## STATED PROBLEM A
Print, with no changes, the part of the records that opens with the line containing "Rules: pick out each instance of the white" and closes with the line containing "[[139, 108], [269, 156]]", including both of those lines.

Introduction to Victorian Print Culture & the Pre-Raphaelite Brotherhood
Nineteenth-century book production was a collaborative endeavor, and the end product was a multi-sensory art object. These intersections of collaboration and senses parallel the Pre-Raphaelite Brotherhood’s aesthetic and philosophical tenets. The collaborative aspect is linked to the formation of the Brotherhood, founded on a common dissatisfaction with contemporary art and a shared vision of what art could be. The Victorian sensorium connected senses to different mental and emotional faculties, and the Pre-Raphaelites believed their art had a similar power in addition to transcending the reality of the modern world. The combination—rather than isolation and denial—of the senses engaged through the book also parallels the integration and equality of media in Pre-Raphaelite books.
Through an analysis of Victorian senses and embodiment, this exhibit establishes the book as a ‘container’ for Pre-Raphaelite artistic practice and, thus, as an access point to multiple arts (poetry, illustration, typography/typeface, and bindings). These elements qualify the book as an integrated art object itself. However, the reader's engagement with the book's visual and tactile elements places it in a distinct category between art and craft. The emotional intensity of Pre-Raphaelite art is best encapsulated on the printed page; the content works in conjunction with the form. In the context of this exhibition, the term ‘Pre-Raphaelite book’ refers to books with one or more elements created by members of the inner and outer Pre-Raphaelite circle. This exhibition analyzes the most comprehensive Pre-Raphaelite book, an 1857 publication of Alfred, Lord Tennyson (b. 1809 – d. 1892) poetry, simply titled Poems (known informally, and referred to from now on, as the Moxon Tennyson), and other books by the Pre-Raphaelites and their later associates from the University of Victoria’s Special Collections and Archives. This case study locates these books in relation to both the Victorian sensorium and Pre-Raphaelite artistic practice.
The Pre-Raphaelite Brotherhood
Formed in 1848, the Pre-Raphaelite Brotherhood sought to revitalize British art. The desire for revitalization grew out of dissatisfaction with the Royal Academy, and, more broadly, the increasing industrialization and socio-political upheaval in Victorian Britain. Several members of the brotherhood worked concurrently in visual and literary arts, and the multifaceted nature of their artistic practice was particularly innovative when considered in its contemporary context. Generally, Victorians considered literature to be superior to painting in its ability to communicate a moral message. Additionally, Victorians were reluctant to incorporate illustrations into their publications, further limiting the relationship between text and image . This was initially due to the separate printing processes for text and image, but the reluctance continued even with the inception of wood engraving, which produced both in the same relief process . The hierarchy of art slowly shifted with mass publication—and consequently the mass dissemination—of text and images together in a codex format. The Pre-Raphaelites and their associates helped create this new environment for the institutions of both art and literature.

## STATED PROBLEM B
List the arts that the introduction to Victorian print culture names in parentheses as ones the book gives access to.

(Records excerpted from a collection)
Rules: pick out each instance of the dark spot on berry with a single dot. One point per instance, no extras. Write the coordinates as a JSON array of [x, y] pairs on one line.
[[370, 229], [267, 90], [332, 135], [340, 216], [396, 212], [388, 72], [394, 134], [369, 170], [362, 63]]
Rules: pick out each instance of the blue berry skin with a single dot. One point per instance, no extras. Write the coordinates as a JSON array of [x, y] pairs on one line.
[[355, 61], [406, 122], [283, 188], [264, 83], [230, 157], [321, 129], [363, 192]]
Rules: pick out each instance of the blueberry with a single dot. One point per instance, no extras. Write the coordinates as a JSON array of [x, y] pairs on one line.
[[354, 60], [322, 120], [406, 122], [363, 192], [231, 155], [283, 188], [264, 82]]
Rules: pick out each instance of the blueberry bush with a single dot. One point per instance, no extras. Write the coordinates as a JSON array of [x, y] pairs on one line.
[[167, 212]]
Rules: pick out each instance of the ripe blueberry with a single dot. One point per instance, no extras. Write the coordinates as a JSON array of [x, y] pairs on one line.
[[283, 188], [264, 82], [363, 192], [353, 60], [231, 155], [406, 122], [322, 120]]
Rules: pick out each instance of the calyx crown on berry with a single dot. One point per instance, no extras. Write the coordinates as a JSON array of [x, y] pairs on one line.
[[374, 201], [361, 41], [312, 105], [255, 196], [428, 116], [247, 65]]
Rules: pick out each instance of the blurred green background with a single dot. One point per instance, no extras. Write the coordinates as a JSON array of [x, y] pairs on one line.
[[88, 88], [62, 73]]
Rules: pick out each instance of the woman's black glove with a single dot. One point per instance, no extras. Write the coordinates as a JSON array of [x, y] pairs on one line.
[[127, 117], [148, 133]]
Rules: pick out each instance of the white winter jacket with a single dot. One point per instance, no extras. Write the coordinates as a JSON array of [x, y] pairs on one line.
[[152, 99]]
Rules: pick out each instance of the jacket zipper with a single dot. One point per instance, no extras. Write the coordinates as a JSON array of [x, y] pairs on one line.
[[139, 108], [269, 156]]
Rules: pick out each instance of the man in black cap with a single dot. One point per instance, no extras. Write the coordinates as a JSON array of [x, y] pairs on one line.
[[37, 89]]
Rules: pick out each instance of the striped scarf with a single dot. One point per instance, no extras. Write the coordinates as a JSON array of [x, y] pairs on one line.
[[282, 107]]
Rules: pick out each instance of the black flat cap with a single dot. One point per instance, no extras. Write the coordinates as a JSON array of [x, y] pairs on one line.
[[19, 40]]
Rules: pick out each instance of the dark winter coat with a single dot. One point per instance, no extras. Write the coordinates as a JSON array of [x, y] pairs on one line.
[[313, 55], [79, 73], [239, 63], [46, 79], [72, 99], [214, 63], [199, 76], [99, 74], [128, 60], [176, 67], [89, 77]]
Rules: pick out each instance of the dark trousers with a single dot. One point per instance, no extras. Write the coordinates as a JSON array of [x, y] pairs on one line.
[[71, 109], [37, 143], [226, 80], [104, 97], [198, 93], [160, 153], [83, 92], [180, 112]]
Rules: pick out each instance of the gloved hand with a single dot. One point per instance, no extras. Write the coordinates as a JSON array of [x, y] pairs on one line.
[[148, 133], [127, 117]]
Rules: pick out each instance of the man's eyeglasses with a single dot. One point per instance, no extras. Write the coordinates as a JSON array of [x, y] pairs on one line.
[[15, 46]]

## CORRECT OUTPUT A
Rules: pick out each instance of the white winter jacket with a single dot. One point per instance, no extras. Write the coordinates as a JSON array of [x, y] pairs on one line.
[[152, 99]]
Rules: pick out each instance of the jacket zipper with a single dot. One point per instance, no extras. Write the coordinates as a JSON array of [x, y] pairs on one line.
[[139, 108], [269, 156]]

## CORRECT OUTPUT B
poetry, illustration, typography/typeface, bindings